Coordinate annotation entries

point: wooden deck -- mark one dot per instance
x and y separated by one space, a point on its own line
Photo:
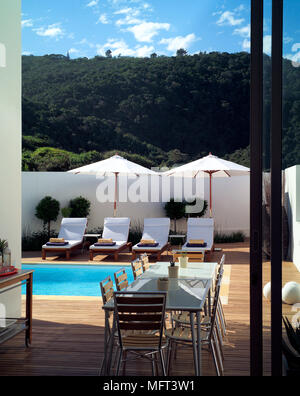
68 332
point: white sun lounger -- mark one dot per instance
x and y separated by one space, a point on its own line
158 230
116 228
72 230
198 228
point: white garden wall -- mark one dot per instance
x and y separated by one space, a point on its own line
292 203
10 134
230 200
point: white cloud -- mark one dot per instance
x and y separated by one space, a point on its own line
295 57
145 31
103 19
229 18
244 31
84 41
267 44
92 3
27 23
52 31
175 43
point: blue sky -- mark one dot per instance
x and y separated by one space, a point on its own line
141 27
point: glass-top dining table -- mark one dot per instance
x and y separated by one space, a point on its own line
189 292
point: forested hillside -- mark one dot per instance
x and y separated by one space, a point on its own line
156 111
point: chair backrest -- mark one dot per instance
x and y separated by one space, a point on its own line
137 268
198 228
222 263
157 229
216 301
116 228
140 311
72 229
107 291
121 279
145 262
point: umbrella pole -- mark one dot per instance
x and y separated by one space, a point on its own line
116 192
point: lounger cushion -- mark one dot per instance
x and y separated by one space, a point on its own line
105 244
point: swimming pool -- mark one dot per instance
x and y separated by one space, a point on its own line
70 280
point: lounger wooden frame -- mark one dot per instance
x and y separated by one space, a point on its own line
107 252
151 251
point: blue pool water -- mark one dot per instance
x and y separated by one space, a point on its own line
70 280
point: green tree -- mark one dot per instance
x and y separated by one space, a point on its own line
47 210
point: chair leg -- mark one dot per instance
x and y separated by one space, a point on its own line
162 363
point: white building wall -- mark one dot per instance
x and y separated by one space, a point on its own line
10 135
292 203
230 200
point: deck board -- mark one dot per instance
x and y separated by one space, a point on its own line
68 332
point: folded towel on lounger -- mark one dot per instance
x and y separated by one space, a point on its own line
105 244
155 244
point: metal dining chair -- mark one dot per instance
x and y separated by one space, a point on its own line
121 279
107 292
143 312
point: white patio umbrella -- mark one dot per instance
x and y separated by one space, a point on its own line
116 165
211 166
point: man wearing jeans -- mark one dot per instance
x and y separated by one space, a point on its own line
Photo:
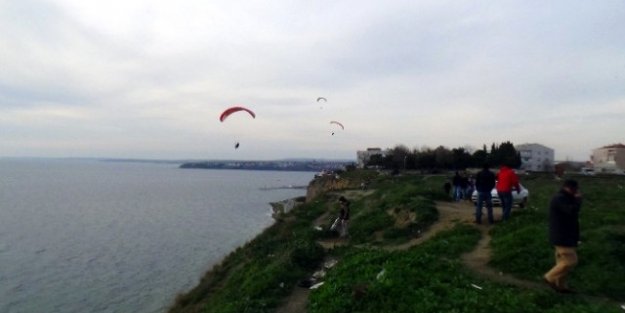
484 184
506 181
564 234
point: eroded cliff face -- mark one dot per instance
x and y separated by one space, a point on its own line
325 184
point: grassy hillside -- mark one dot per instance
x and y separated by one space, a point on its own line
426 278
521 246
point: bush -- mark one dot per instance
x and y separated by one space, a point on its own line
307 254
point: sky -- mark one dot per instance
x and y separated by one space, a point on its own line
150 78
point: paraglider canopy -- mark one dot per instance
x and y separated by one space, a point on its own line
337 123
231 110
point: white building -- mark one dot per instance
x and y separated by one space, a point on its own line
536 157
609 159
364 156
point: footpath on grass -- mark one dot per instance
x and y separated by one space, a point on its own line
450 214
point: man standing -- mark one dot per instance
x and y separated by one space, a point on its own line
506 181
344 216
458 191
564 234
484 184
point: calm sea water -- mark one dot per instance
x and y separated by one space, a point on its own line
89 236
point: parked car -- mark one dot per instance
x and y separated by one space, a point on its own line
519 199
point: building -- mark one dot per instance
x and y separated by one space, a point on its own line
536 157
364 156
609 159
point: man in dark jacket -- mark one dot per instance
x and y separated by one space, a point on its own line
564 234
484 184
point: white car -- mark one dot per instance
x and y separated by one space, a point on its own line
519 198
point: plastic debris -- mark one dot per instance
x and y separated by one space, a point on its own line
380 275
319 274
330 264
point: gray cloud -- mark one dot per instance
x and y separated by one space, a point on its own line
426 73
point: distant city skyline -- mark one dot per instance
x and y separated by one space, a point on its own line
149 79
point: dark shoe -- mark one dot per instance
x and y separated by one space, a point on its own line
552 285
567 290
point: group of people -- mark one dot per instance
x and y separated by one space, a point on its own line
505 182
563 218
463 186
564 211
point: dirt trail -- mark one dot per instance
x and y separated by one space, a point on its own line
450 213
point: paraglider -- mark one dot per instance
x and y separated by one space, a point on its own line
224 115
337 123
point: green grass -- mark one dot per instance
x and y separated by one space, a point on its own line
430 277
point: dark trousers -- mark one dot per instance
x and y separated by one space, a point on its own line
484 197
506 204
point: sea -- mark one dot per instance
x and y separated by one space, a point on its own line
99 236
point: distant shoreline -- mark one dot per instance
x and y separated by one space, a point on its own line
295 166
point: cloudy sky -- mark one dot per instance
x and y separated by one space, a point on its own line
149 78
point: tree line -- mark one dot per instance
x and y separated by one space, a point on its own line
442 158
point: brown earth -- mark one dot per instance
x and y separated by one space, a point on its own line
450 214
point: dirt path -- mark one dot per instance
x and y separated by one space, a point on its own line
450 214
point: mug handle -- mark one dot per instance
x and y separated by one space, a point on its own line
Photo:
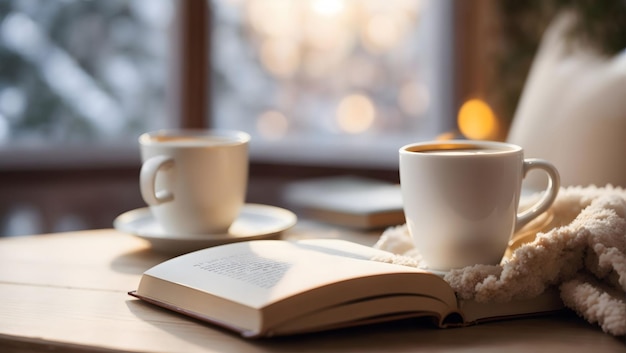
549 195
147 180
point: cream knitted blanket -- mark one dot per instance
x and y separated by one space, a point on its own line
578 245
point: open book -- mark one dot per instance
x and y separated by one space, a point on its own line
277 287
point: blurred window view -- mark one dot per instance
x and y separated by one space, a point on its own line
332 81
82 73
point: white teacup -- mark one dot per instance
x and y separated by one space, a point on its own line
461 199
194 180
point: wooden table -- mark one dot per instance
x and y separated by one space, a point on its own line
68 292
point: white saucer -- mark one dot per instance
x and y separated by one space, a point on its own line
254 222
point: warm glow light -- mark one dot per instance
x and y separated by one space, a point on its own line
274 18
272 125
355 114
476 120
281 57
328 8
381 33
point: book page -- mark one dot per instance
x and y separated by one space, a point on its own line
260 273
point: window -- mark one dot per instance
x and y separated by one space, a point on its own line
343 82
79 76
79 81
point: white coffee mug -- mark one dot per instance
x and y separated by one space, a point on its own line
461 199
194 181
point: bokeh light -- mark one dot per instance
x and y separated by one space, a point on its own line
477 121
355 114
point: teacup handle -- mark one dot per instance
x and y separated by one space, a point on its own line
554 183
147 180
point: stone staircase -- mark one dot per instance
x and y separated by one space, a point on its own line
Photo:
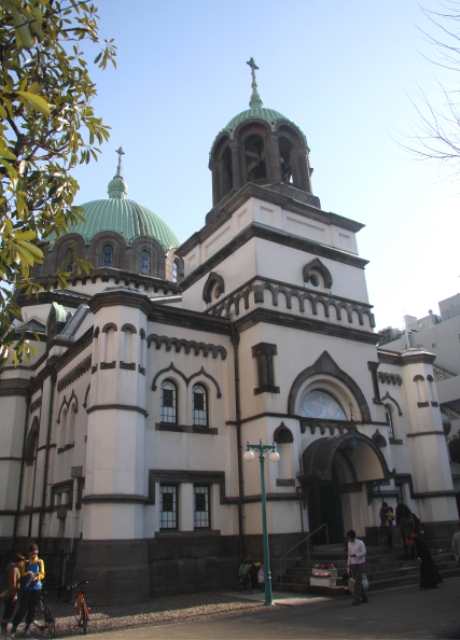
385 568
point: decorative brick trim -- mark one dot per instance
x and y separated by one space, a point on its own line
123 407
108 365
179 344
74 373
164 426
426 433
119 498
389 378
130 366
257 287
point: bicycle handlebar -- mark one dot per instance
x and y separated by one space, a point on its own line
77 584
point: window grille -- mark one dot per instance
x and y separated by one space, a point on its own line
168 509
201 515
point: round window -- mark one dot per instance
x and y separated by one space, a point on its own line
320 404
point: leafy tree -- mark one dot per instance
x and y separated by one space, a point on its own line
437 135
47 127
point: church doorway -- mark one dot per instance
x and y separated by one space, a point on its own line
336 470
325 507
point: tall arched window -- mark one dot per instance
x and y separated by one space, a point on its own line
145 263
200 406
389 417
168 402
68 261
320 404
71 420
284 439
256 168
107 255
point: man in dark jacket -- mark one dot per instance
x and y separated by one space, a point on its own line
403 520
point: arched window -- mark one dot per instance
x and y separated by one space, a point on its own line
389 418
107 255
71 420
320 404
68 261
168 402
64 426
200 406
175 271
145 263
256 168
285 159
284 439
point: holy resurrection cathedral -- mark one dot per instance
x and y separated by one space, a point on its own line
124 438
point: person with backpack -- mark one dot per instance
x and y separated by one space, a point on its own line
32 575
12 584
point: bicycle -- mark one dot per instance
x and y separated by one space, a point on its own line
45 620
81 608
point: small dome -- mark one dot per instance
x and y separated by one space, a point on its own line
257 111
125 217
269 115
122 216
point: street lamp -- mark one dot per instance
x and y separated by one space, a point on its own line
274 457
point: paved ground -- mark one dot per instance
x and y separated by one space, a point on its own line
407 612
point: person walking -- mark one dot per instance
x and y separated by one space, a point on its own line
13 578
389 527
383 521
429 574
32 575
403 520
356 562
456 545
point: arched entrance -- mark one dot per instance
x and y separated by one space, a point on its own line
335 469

◆ **Your task**: Return the listing above in full and without alteration, excluding its pictures.

◆ **Result below**:
point: wooden deck -- mark one dot per instance
x and y separated by one space, a point on its own line
Photo:
68 332
point: white sun lounger -- mark one dot per instance
x and y separated by one space, a point on its own line
158 230
116 228
72 230
198 228
point: white garden wall -- mark one dot per instance
x and y separated by one space, a point on its own line
292 203
10 134
230 200
point: white cloud -- mark one dot per instance
x and y separated by one space, a point on its own line
295 57
145 31
103 19
229 18
244 31
84 41
267 44
92 3
27 23
52 31
175 43
point: blue sky -- mark one dot per instance
x and y separated by one space, a point on its own line
141 27
point: glass-top dining table -- mark one dot per instance
x and y separated by one space, a point on its own line
189 292
point: forested hillside -- mark one dot per instance
x and y separated by one space, a point on its own line
156 111
point: chair backrest -- mark one dot per instance
x and y separated by one space, a point on its own line
137 268
198 228
222 263
157 229
216 301
116 228
140 311
72 229
107 291
121 279
145 262
point: umbrella pole -- mark one dot per instance
x and y separated by one space, a point on its own line
116 192
point: lounger cushion -- mark one dot per instance
x and y separated by one space, a point on its own line
105 244
point: swimming pool -- mark one dot per instance
x and y separated by one space, a point on its own line
70 280
point: lounger wooden frame -- mark one dot per instance
x and y separated by one space, a point on its own line
107 252
151 251
point: blue pool water -- mark one dot per instance
x and y separated by one space, a point on its own line
70 280
point: green tree -- mark one dot per instance
x and y separated by one space, a point on its own line
47 210
point: chair leg -- mark one dot per instance
x and y separated by one space, a point on its own line
162 363
point: white building wall -- mark one dot per instance
x and y separated by one space, a point on its own line
10 135
292 203
230 200
point: deck board -- mark one dot per instance
x and y separated by one space, a point on its own line
68 332
point: folded towel on lounger -- mark one dot per instance
x and y separated by one space, a point on its own line
105 244
155 244
point: metal dining chair -- mark one dot per instance
x and y separated by one space, a point on its own line
121 279
107 292
143 312
point: white patio umbrella -- mark one dot per instance
x and y separated by one space, a point on its own line
116 165
211 166
point: man wearing jeans -- mark one dot per instance
x and y separated by one space, a point on its own line
Photo:
484 184
506 181
564 234
point: eroded cliff face -- mark one dot per instance
x and y separated by one space, a point on its own line
325 184
point: grassy hillside -- mark one dot per instance
x and y separated by one space, a point on its own line
426 278
521 246
point: bush -- mark one dot per instance
x and y separated by one space, a point on its own line
307 254
point: sky -- mark one dot per instance
x and y separated by one space, a point on its own line
150 78
point: paraglider canopy -- mark one dot per instance
x and y separated by one space, a point on its own line
337 123
231 110
point: white building -- mark one dot per instance
x and y separated by one space, a point on its own line
536 157
609 159
364 156
point: footpath on grass -- mark one dot per instance
x and y separated by one space, a point on its own line
450 214
point: man standing -- mark one dot per instance
x and y separated by one space, a point on its own line
506 181
344 216
458 191
564 234
484 184
point: calm sea water -- mark one dot per instance
x and y separated by one space, a point on its own line
89 236
point: parked car -- mark one dot per instance
x and y separated by one space, a point on its own line
519 199
point: building -- mark one dot per instance
x and y separated by one space, a point on its own line
536 157
364 156
609 159
point: man in dark jacket -- mark one dot per instance
x and y separated by one space, a point on its own line
564 234
484 184
point: white car -- mark one dot per instance
x and y separated by one space, a point on its own line
519 198
point: plastic debris -- mark one dot per instance
x and y separated by one space, a point on its own line
380 275
319 274
330 264
point: gray cloud -- mark one dot per instance
x and y separated by one space, a point on its own line
426 73
point: distant city skyline -- mark one dot per instance
x and y separated by one space, a point on its own line
149 79
point: dark shoe -- mark one dot per instance
x and y separated by one space, a point on its own line
552 285
567 290
point: group of people -- mark one dot per instance
x and y separated by one space, a point on its own line
505 182
563 218
463 186
564 211
point: dirt trail -- mark one dot per instance
x and y separated by one space, a point on its own line
450 213
point: paraglider -- mark one dot per instance
x and y separated by one space, a point on its own line
224 115
337 123
point: green grass -- mark one dot per instance
x and y separated by one space, a point on its own line
430 277
point: dark trousers -- mark one dot per instance
x and y separated by one space, a point on its own line
484 197
506 204
point: sea -- mark one dot per instance
x and y separated by one space, a point on its own line
99 236
point: distant shoreline -- mark one dot per instance
x and y separated by one space, a point on its own line
295 166
point: cloudy sky -- mark one dot per instance
x and y separated by one space, a point on its own line
149 78
point: tree line -- mark one dot per instance
x and y separated by one space, a point on its own line
442 158
point: brown earth -- mark one dot per instance
x and y separated by one space, a point on its own line
450 214
point: dirt path -- mark one dot per instance
x and y separated by one space, a point on its own line
450 214
point: mug handle -- mark one dot per instance
x and y separated by one space, a point on its own line
Photo:
549 195
147 180
point: cream knitted blanket -- mark one dot per instance
x and y separated by one space, a point on its own line
578 245
point: open book -- mark one dot per instance
x and y separated by one space, a point on its own line
277 287
point: blurred window view -- mark one dot per instance
x and y separated by one space, a point on its own line
332 81
82 73
point: white teacup -- mark one dot per instance
x and y separated by one space, a point on its own line
461 199
194 180
point: wooden table -- mark one dot per instance
x and y separated by one space, a point on its own line
68 292
point: white saucer -- mark one dot per instance
x and y separated by one space, a point on its own line
254 222
point: warm glow light -- mark one dot per instance
x and y separated by one space, a point on its own line
274 18
272 125
355 114
476 120
281 57
328 8
381 33
point: book page -- mark one dot per instance
x and y separated by one space, a point on its own line
260 273
point: window -- mark one dot per instance
x and y separated by one space, a point on its own line
343 82
79 76
79 81
point: white coffee mug -- mark one dot per instance
x and y separated by one space, a point on its own line
461 199
194 181
point: bokeh light -- mark one dot per instance
x and y separated by one space, a point on its own line
477 121
355 114
point: teacup handle -- mark one dot per instance
x and y separated by one space, a point on its own line
554 183
147 180
point: stone staircase -- mark one dot per instance
x and y separated by one space, a point on its own line
Photo:
385 568
point: decorative brick trim -- mark one dot per instance
x and y separated by one space, a point on its own line
123 407
108 365
179 344
74 373
164 426
426 433
119 498
389 378
130 366
257 287
point: bicycle handlebar -- mark one dot per instance
x and y separated by one space, a point on its own line
77 584
point: window grille -- mark one dot per instance
x and y separated by one space, a point on its own line
168 509
201 515
point: round window -- mark one dot per instance
x and y separated by one space, a point on its own line
320 404
point: leafy tree -- mark one dot per instance
x and y separated by one space, a point on its own line
437 135
47 127
point: church doorway -- mark one dot per instance
x and y separated by one space, a point on its own line
336 470
325 507
point: tall arched window -- mark one dot per instance
x and y separated by one space, a point on its own line
145 263
200 406
389 417
168 402
68 261
320 404
71 420
284 439
256 168
107 255
point: man in dark jacket -- mark one dot per instance
x and y separated by one space, a point on its own line
403 520
point: arched window -- mark one dot per instance
x and y separated by one space, a point on its own line
389 418
107 255
71 420
320 404
68 261
168 402
64 426
200 406
175 271
145 263
256 168
285 159
284 439
point: holy resurrection cathedral -- mark one dot per instance
x and y separated by one space, a point on its own line
124 438
point: person with backpack -- mark one dot per instance
x and y separated by one space, a point on its own line
32 575
12 584
point: bicycle -- mark one dot per instance
x and y separated by one space, a point on its own line
45 620
81 608
point: small dome -- mark one dot per instance
x and y separated by one space, a point on its own line
257 111
125 217
269 115
122 216
point: street lamp -- mark one dot per instance
x and y separated by one space, a point on its own line
274 457
point: paved ground -- mark one dot per instance
x and y separated by one space, a point on its own line
407 612
point: person walking -- mark one dot per instance
x and y separated by one space, a point on its own line
13 578
389 527
383 521
429 574
32 575
403 520
356 562
456 545
point: arched entrance -- mark one dot per instance
x and y separated by one space, a point on its own line
335 469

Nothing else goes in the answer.